> _Text excerpt_
▬▬▬▬▬▬
From 13df972f6885ebdeba1ea38f0acd99ea0f2bfb49 Mon Sep 17 00:00:00 2001
From: Michael Anthony Knyszek <mknyszek@google.com>
Date: Wed, 23 Jul 2025 17:35:54 +0000
Subject: [PATCH] runtime/metrics: add metrics for goroutine sched states

This is largely a port of CL 38180.

For #15490.

Change-Id: I2726111e472e81e9f9f0f294df97872c2689f061
Reviewed-on: https://go-review.googlesource.com/c/go/+/690397
Reviewed-by: Michael Pratt <mpratt@google.com>
Auto-Submit: Michael Knyszek <mknyszek@google.com>
LUCI-TryBot-Result: Go LUCI <golang-scoped@luci-project-accounts.iam.gserviceaccount.com>
---
 src/runtime/debug.go               |   2 +-
 src/runtime/metrics.go             | 112 ++++++++++++++++-
 src/runtime/metrics/description.go |  20 +++
 src/runtime/metrics/doc.go         |  20 +++
 src/runtime/metrics_test.go        | 193 +++++++++++++++++++++++++++++
 src/runtime/mprof.go               |   4 +-
 src/runtime/pipe_unix_test.go      |  15 +++
 src/runtime/pipe_windows_test.go   |  13 ++
 src/runtime/proc.go                |  17 ++-
 src/runtime/runtime2.go            |   3 +-
 10 files changed, 391 insertions(+), 8 deletions(-)
▬▬▬▬▬▬
> _Data block_
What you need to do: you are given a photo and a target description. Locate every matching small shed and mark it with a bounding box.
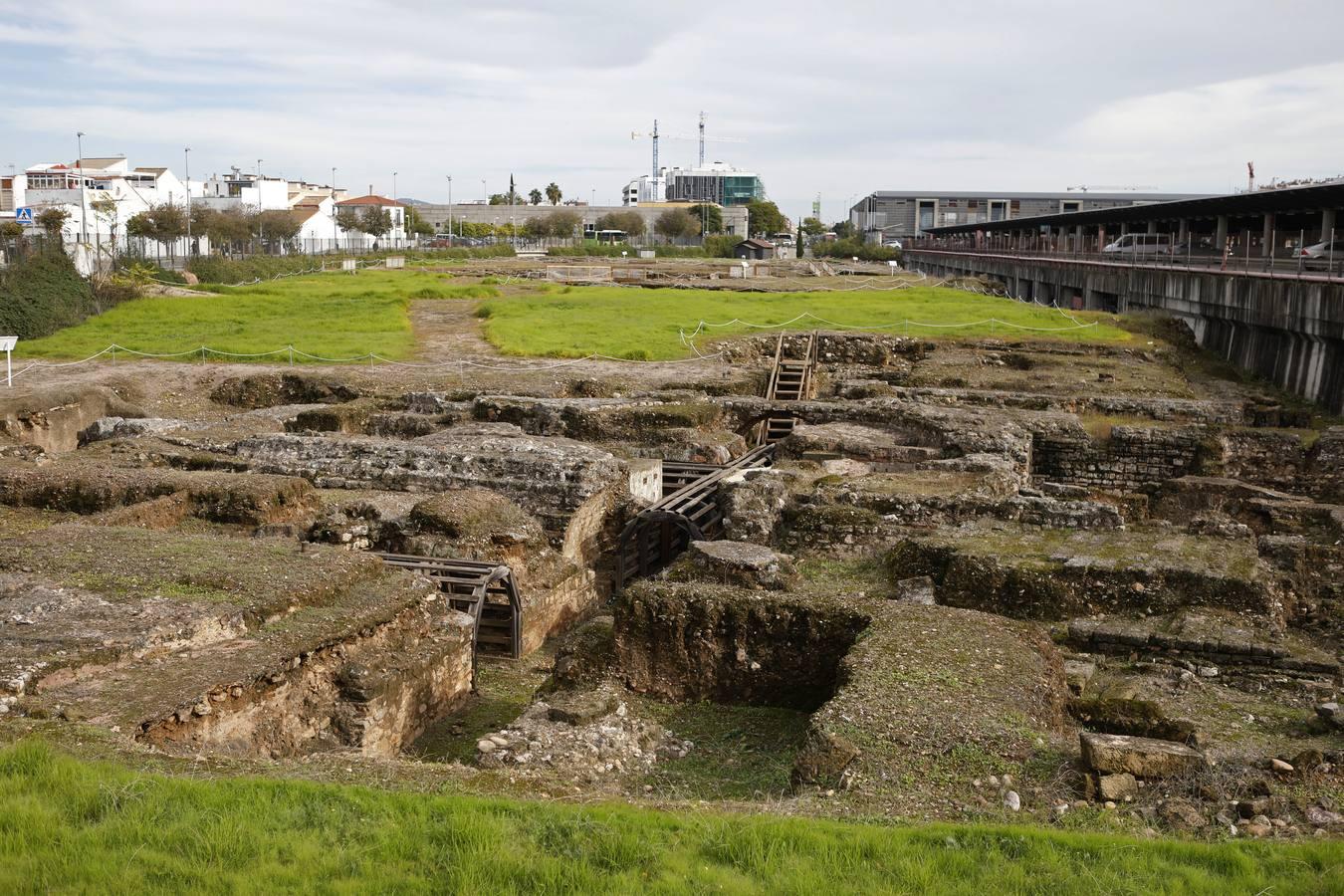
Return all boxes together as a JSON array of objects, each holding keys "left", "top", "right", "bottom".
▬▬▬▬▬▬
> _Tasks to perform_
**A)** In the patch header above, which earlier change list is this patch described as largely a port of?
**B)** Write out the part of the patch header that starts with "From 13df972f6885ebdeba1ea38f0acd99ea0f2bfb49 Mon" and goes on through "of CL 38180.".
**C)** Which test files, with names ending in "_test.go", does the patch header list among the changed files?

> _Expected answers_
**A)** CL 38180

**B)**
From 13df972f6885ebdeba1ea38f0acd99ea0f2bfb49 Mon Sep 17 00:00:00 2001
From: Michael Anthony Knyszek <mknyszek@google.com>
Date: Wed, 23 Jul 2025 17:35:54 +0000
Subject: [PATCH] runtime/metrics: add metrics for goroutine sched states

This is largely a port of CL 38180.

**C)**
src/runtime/metrics_test.go
src/runtime/pipe_unix_test.go
src/runtime/pipe_windows_test.go